## EXERCISE DIRECTIONS
For the listing below, give the number of lines that hold the string "background", without anything else.

## SOURCE DATA
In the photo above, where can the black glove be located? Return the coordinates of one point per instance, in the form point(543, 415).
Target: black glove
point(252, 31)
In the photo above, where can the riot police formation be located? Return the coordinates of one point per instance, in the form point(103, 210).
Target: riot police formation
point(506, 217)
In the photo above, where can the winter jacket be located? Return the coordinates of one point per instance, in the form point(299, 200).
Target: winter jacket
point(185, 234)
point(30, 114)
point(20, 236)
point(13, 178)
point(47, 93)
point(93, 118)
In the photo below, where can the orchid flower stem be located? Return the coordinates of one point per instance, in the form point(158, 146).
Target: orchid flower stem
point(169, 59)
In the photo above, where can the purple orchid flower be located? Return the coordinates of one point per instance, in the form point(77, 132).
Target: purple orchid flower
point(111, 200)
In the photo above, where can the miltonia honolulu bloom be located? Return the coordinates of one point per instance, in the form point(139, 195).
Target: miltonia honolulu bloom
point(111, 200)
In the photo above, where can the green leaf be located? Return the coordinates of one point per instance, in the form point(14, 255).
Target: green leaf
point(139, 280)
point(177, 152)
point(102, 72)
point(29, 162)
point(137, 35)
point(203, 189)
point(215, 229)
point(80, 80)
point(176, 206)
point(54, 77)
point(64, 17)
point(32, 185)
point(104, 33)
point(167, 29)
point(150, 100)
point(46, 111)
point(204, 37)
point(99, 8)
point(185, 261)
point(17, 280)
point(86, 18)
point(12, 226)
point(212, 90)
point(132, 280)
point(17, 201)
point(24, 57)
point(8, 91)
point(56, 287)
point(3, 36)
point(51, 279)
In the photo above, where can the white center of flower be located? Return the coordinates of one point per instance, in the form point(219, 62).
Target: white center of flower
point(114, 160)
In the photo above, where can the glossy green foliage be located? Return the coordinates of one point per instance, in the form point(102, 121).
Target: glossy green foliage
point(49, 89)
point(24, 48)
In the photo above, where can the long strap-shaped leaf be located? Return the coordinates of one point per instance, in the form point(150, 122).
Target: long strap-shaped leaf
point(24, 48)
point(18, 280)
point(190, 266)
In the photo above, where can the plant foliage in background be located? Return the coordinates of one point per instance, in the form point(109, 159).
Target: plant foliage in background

## FINAL ANSWER
2